Auld Lang Syne
happy 2024 friends
My dear readers, I can only assume you’ve missed me- because I have certainly missed you.
Happiest of New Years: I hope today is free of hangovers and last night was filled with memories made, remembered or not.
As cheesy as some may find the whimsy of January 1st, I love it. I love the mentality of new beginnings and endless possibilities. As I was deciding what I wanted this blog post to be about, I landed on an in/out list; yes, because they’re trendy right now but also because I love the comprehensiveness, the decisiveness of what you stand for and against, and the ease of which you can look back and see what’s changed for you over the year. Also, these lists remind me of the Clique series, which I was very fond of as a kid.
So without further ado:
I struggled with creating an Out list because I’ve been working tirelessly at withholding judgment of things that bring others joy. For example, I find the Uggs resurrection silly, though I think plenty of people play them off as camp, and I can appreciate their functionality. For this list, I landed on things that I’ve found have not been good for me this year, regardless of what they may mean for others.
For aesthetic purposes, some of these things are a little vague and I’d like to elaborate.
Right now I’m learning about finances through Tori Dunlap’s book The Financial Feminist, which discusses the patriarchal withholding of financial knowledge from marginalized groups. I’m learning to be mindful of emotional spending (which obviously still happened during the holidays) and to vote with my dollar. In other words: do I truly want to give my hard-earned money to companies that don’t align with my values? Do I want to bolster companies that spend my money on causes that I oppose? I’m learning that want of wealth is not wrong and money can be empowering. I’m setting goals I never thought possible before. I’ve learned to be more gentle with myself, reminding myself that I’m trying my best always and that my debt does not define me. I feel more in control of my finances and in turn, my life than I ever have before.

-*-

> _Tasks to carry out_:
1 - Answer these about the New Year blog post:
(a) Which book series do in/out lists remind the writer of?
(b) Through which book, and by which author, is the writer learning about finances?
(c) Whose resurrection does the writer find silly?
2 - In the New Year blog post, in the paragraph beginning "As cheesy as some may find," list every reason the writer gives for settling on an in/out list.
3 - Transcribe the part of the New Year blog post that opens with the words containing "As cheesy as" and closes with "of as a kid.".
Rely only on the New Year blog post and bring in no outside knowledge.

-*-

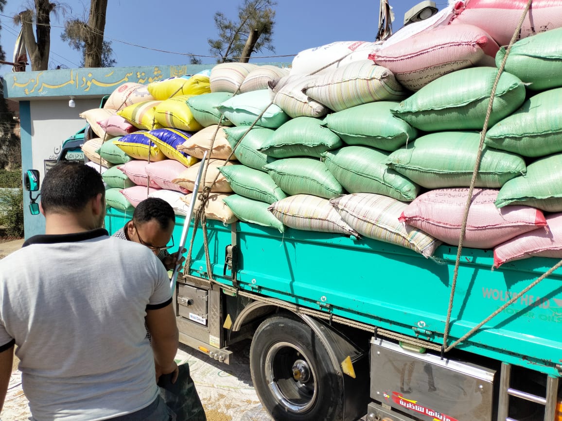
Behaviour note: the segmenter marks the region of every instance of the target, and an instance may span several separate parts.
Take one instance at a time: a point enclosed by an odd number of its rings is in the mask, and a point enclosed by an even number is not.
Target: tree
[[[244,0],[238,7],[237,21],[226,18],[221,12],[215,13],[219,38],[207,39],[211,54],[217,63],[238,61],[247,63],[253,52],[265,49],[275,52],[271,43],[277,3],[273,0]]]
[[[0,13],[4,12],[6,0],[0,0]],[[6,60],[6,53],[1,46],[0,60]],[[4,98],[3,82],[0,78],[0,168],[12,168],[21,166],[21,153],[20,139],[13,131],[16,121]]]
[[[5,3],[5,2],[4,2]],[[35,10],[30,6],[13,17],[16,24],[21,24],[25,48],[31,62],[31,70],[47,70],[51,49],[51,12],[58,7],[49,0],[34,0]],[[33,21],[35,21],[35,33]]]
[[[90,12],[85,19],[73,17],[65,22],[61,39],[77,51],[82,52],[84,67],[111,67],[113,58],[111,42],[103,39],[107,0],[90,0]]]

-*-

> _Exercise answers_:
1 -
(a) The Clique series
(b) The Financial Feminist, by Tori Dunlap
(c) The Uggs

2 -
- They're trendy right now.
- The writer loves their comprehensiveness.
- The writer loves the decisiveness of what you stand for and against.
- The writer loves how easily you can look back and see what's changed for you over the year.
- They remind the writer of the Clique series.

3 -
As cheesy as some may find the whimsy of January 1st, I love it. I love the mentality of new beginnings and endless possibilities. As I was deciding what I wanted this blog post to be about, I landed on an in/out list; yes, because they’re trendy right now but also because I love the comprehensiveness, the decisiveness of what you stand for and against, and the ease of which you can look back and see what’s changed for you over the year. Also, these lists remind me of the Clique series, which I was very fond of as a kid.